SOURCE RECORDS
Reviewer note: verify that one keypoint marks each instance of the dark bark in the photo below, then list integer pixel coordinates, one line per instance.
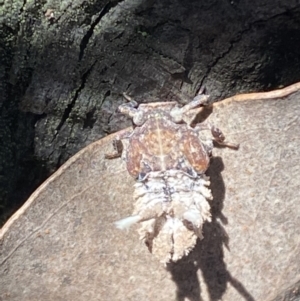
(65, 65)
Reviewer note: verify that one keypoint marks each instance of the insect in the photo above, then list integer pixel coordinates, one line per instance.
(168, 158)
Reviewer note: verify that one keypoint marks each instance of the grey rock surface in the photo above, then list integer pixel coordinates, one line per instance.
(65, 63)
(62, 244)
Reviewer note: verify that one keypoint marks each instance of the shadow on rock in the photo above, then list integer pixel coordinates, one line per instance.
(208, 255)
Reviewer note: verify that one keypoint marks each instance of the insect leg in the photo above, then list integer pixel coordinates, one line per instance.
(220, 138)
(217, 134)
(118, 149)
(118, 145)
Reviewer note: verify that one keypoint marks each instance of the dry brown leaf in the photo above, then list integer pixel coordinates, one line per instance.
(62, 244)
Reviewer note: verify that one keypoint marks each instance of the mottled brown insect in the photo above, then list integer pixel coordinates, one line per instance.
(169, 159)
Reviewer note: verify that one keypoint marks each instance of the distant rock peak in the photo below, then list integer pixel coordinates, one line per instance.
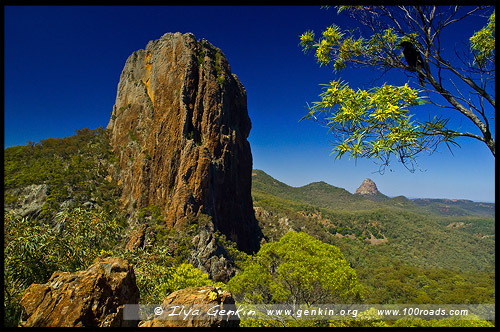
(368, 187)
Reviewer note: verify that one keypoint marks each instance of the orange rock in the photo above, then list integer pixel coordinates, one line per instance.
(179, 128)
(90, 298)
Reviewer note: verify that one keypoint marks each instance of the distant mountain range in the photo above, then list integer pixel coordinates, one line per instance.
(367, 196)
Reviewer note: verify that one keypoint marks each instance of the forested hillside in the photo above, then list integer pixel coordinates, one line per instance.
(401, 251)
(392, 250)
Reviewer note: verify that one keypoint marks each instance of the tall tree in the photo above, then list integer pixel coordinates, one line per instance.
(377, 123)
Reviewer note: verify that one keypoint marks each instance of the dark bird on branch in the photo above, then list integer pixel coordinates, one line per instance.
(413, 59)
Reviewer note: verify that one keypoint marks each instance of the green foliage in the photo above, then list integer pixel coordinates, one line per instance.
(482, 42)
(377, 124)
(75, 168)
(423, 261)
(297, 269)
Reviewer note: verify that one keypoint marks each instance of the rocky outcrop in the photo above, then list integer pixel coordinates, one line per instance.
(206, 306)
(179, 128)
(91, 298)
(31, 200)
(368, 187)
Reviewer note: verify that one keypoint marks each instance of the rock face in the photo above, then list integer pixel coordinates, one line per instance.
(179, 128)
(90, 298)
(31, 200)
(368, 187)
(206, 300)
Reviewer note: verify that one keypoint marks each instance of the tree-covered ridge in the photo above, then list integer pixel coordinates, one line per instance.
(79, 221)
(418, 257)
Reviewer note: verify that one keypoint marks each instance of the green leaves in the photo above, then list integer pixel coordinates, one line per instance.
(482, 43)
(297, 269)
(377, 123)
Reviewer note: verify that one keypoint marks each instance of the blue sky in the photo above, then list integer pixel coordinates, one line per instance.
(62, 66)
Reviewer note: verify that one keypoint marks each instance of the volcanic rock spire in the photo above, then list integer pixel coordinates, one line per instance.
(179, 127)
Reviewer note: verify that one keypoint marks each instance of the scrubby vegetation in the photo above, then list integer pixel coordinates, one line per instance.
(391, 251)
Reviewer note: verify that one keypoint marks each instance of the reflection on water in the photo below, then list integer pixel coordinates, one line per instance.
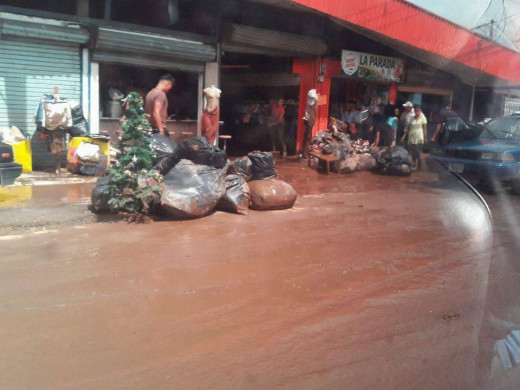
(506, 353)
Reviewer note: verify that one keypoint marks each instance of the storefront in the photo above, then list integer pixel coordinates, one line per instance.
(365, 80)
(37, 55)
(133, 61)
(256, 70)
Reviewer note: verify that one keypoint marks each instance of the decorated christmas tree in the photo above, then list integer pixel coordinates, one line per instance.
(133, 186)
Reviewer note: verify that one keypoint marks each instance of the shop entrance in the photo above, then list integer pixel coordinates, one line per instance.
(182, 100)
(251, 85)
(348, 94)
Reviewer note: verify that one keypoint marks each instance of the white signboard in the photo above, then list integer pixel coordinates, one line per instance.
(372, 67)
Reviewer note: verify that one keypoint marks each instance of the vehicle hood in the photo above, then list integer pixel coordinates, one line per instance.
(487, 145)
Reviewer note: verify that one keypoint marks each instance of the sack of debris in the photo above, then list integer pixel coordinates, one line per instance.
(79, 123)
(101, 195)
(243, 167)
(394, 161)
(161, 146)
(271, 194)
(191, 190)
(357, 163)
(263, 166)
(198, 150)
(236, 198)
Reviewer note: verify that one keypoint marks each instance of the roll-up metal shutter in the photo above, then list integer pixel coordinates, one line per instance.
(276, 40)
(119, 41)
(147, 61)
(53, 32)
(28, 69)
(261, 80)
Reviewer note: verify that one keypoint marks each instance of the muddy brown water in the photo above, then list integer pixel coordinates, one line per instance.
(368, 282)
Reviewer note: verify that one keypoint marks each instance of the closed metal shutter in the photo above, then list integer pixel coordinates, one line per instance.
(151, 50)
(28, 69)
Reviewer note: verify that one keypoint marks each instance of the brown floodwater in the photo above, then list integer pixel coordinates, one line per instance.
(368, 282)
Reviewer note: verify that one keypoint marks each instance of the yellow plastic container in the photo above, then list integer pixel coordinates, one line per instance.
(23, 154)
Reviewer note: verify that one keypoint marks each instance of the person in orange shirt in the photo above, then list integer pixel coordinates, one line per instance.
(276, 124)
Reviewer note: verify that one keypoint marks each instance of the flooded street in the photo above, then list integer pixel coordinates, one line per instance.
(368, 282)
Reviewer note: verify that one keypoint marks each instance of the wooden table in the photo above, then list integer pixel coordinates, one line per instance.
(327, 158)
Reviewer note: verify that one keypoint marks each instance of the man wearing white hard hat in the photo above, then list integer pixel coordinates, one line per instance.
(405, 118)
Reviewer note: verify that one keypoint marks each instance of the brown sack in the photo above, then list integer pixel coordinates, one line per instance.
(271, 194)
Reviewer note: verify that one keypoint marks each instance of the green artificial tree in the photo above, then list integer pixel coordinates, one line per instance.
(133, 185)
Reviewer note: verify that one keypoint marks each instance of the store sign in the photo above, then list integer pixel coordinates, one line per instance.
(372, 67)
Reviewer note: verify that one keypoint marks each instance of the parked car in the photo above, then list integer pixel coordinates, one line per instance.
(9, 170)
(489, 153)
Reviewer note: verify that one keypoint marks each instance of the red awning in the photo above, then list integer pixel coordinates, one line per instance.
(425, 36)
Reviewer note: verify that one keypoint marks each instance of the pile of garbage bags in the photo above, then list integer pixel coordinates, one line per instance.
(353, 155)
(357, 155)
(394, 161)
(199, 179)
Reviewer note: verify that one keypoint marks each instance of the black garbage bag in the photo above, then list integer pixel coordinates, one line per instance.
(101, 195)
(243, 167)
(262, 165)
(394, 161)
(197, 150)
(162, 147)
(200, 151)
(191, 190)
(79, 123)
(236, 198)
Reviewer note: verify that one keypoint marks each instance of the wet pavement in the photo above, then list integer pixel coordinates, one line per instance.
(368, 282)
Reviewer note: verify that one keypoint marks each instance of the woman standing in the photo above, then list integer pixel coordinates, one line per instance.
(416, 132)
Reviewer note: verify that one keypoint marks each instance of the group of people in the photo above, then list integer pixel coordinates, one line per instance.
(385, 125)
(156, 107)
(381, 125)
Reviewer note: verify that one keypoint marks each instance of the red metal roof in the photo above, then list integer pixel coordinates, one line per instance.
(413, 26)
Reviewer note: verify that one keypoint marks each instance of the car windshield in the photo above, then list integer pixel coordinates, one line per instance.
(506, 128)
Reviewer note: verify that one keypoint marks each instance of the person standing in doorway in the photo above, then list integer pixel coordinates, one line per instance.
(416, 132)
(405, 118)
(446, 113)
(309, 119)
(276, 125)
(156, 104)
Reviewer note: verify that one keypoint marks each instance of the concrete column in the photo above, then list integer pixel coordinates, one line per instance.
(472, 103)
(94, 98)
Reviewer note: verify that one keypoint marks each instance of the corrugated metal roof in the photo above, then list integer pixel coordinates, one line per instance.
(426, 37)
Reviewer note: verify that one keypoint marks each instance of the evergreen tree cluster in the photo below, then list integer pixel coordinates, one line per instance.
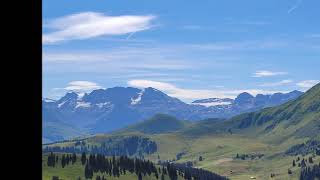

STATED TASK
Locate every line in the rows above that contains the word "orange" and copy each of those lines.

CORRECT RESPONSE
Reviewer note: verify that one keypoint marks each instance of the orange rock in the photo above, then list integer pixel coordinates, one line per instance.
Reviewer note: verify that one keypoint marks each instance of the person in orange shirt in the photo above, then list integer pixel coordinates, one line per instance.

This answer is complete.